The data >>
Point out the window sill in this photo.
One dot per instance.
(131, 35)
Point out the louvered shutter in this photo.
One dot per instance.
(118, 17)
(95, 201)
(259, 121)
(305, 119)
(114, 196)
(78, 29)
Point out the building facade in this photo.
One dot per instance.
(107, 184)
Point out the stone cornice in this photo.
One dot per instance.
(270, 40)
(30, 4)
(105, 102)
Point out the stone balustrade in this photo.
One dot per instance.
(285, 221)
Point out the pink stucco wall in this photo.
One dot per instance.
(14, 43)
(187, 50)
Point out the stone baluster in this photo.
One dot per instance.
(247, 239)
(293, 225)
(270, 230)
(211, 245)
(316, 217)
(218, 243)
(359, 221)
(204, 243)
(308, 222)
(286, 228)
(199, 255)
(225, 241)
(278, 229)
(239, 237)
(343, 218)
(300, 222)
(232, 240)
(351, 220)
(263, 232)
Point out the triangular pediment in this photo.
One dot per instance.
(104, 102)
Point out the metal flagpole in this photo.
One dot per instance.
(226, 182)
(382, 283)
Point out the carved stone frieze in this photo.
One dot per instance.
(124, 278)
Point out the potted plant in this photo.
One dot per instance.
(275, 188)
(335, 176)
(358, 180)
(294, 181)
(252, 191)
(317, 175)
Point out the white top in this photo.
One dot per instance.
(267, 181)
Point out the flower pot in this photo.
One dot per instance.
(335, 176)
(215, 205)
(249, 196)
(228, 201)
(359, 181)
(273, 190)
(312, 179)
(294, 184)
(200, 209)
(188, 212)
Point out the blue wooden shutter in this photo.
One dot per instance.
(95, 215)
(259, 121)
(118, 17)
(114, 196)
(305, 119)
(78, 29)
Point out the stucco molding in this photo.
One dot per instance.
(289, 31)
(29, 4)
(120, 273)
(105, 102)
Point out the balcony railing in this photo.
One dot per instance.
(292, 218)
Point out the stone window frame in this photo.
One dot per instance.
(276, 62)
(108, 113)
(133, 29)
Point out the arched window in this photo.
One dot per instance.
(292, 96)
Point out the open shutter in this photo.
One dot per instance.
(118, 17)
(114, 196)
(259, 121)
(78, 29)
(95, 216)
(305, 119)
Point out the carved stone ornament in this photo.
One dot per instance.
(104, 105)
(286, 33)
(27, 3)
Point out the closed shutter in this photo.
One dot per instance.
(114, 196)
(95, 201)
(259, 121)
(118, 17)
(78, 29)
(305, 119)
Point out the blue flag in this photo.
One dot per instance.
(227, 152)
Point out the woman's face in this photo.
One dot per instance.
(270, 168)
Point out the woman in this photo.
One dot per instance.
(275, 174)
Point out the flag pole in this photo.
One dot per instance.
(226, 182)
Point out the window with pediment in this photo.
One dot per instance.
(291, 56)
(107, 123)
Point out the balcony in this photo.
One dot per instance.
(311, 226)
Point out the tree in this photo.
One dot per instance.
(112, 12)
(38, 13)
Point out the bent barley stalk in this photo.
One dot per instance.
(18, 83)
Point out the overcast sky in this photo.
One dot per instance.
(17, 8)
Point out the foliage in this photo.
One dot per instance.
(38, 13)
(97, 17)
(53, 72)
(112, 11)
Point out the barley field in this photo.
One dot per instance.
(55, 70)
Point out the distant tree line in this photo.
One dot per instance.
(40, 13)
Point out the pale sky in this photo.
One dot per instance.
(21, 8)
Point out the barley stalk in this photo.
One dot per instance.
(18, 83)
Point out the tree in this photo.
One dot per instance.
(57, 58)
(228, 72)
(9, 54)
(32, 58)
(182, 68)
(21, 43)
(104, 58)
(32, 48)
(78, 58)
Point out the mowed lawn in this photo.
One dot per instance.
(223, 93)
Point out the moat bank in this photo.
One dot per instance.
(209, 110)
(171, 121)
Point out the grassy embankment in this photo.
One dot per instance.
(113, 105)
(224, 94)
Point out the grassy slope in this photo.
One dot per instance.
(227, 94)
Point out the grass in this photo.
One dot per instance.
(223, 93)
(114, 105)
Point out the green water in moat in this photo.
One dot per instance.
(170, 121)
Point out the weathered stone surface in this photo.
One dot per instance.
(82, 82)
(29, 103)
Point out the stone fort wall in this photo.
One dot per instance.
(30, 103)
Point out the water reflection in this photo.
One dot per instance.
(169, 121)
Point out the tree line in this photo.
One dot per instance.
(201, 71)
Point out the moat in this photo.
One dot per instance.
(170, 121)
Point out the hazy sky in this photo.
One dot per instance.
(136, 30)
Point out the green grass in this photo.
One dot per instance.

Aim of the task >>
Extract the full set of entries word for word.

Exercise response >>
Point out the window sill in this photo.
One dot per instance.
(131, 35)
Point out the louvered shutter in this photo.
One dot per instance.
(118, 17)
(95, 201)
(259, 121)
(305, 119)
(114, 196)
(78, 29)
Point out the building facade in this photo.
One dot per instance.
(107, 184)
Point out the stone cornice in this photo.
One dot per instance.
(270, 40)
(30, 4)
(105, 102)
Point out the stone balustrade in this photo.
One dot per instance.
(285, 221)
Point out the pink stucco wall in this photo.
One dot per instance.
(14, 43)
(187, 50)
Point out the stone baluster in this photo.
One dot per instance.
(247, 239)
(293, 225)
(270, 230)
(211, 245)
(316, 217)
(218, 243)
(359, 221)
(204, 243)
(308, 222)
(286, 228)
(199, 255)
(225, 241)
(278, 229)
(239, 237)
(343, 218)
(300, 222)
(232, 240)
(351, 220)
(263, 232)
Point out the triangular pediment in this photo.
One dot per instance.
(104, 102)
Point out the metal flagpole in this photo.
One dot per instance.
(226, 182)
(382, 283)
Point out the carved stone frieze in this photo.
One dot per instance.
(124, 278)
Point out the potted plant in this photo.
One dot per instance.
(275, 188)
(335, 176)
(358, 180)
(294, 181)
(252, 191)
(317, 175)
Point out the white top in this photo.
One dot per instance.
(267, 181)
Point out the flower pot in this photo.
One dot per instance.
(335, 176)
(215, 205)
(249, 196)
(228, 201)
(359, 181)
(273, 190)
(312, 179)
(294, 184)
(200, 209)
(188, 212)
Point out the blue wooden shutter in this photo.
One dot per instance.
(95, 215)
(259, 121)
(118, 17)
(114, 196)
(305, 119)
(78, 29)
Point out the stucco molding in this photo.
One dot per instance.
(289, 31)
(29, 4)
(120, 273)
(105, 102)
Point out the balcony railing in this photo.
One dot per instance.
(292, 218)
Point out the stone window frame in this photo.
One dot per instance.
(276, 62)
(108, 113)
(133, 29)
Point out the arched window in this photo.
One dot per instance.
(292, 96)
Point out the open shutter in this photo.
One dot per instance.
(118, 17)
(114, 196)
(259, 121)
(78, 29)
(95, 216)
(305, 119)
Point out the carved stone ornament in this photo.
One dot per instance.
(104, 105)
(286, 33)
(27, 3)
Point out the closed shutter in this photo.
One dot per instance.
(114, 196)
(95, 201)
(259, 121)
(118, 17)
(78, 29)
(305, 119)
Point out the blue flag in this photo.
One dot per instance.
(227, 152)
Point out the woman's face in this photo.
One dot per instance.
(270, 168)
Point out the woman in this photo.
One dot per instance.
(275, 174)
Point out the flag pole in this photo.
One dot per instance.
(226, 182)
Point out the window with pediment in this photo.
One dot per instance.
(291, 56)
(107, 123)
Point out the balcony in this photo.
One dot per instance.
(311, 226)
Point out the tree in this photo.
One dot per instance.
(112, 12)
(38, 13)
Point out the bent barley stalk in this photo.
One dot per instance.
(18, 83)
Point out the overcast sky in this photo.
One dot per instance.
(17, 8)
Point out the foliage in this photo.
One dot per instance.
(38, 13)
(97, 17)
(53, 72)
(112, 11)
Point out the barley field in this photo.
One dot per instance.
(55, 70)
Point out the distant tree line in this photo.
One dot per instance.
(40, 13)
Point out the pale sky in this photo.
One dot per instance.
(21, 8)
Point out the barley stalk in this photo.
One dot per instance.
(18, 83)
Point out the tree in this photo.
One dot per instance.
(57, 58)
(228, 72)
(9, 54)
(32, 58)
(182, 68)
(21, 43)
(104, 58)
(32, 48)
(78, 58)
Point out the mowed lawn in this photo.
One dot per instance.
(223, 93)
Point out the moat bank in this photo.
One dot per instance.
(209, 110)
(171, 121)
Point out the grassy embankment in this photo.
One dot per instance.
(113, 105)
(224, 94)
Point out the grassy slope in this photo.
One dot per instance.
(227, 94)
Point out the grass in this photo.
One dot per instance.
(223, 93)
(114, 105)
Point out the green water in moat in this photo.
One dot per instance.
(170, 121)
Point out the weathered stone surface in this photo.
One dot per instance.
(82, 82)
(29, 103)
Point out the stone fort wall in this photo.
One dot per instance.
(30, 103)
Point out the water reflection in this photo.
One dot per instance.
(169, 121)
Point out the tree line in this photo.
One dot per instance.
(201, 71)
Point out the moat in this photo.
One dot per instance.
(170, 121)
Point out the hazy sky in this photo.
One dot per instance.
(136, 30)
Point out the green grass in this photo.
One dot per instance.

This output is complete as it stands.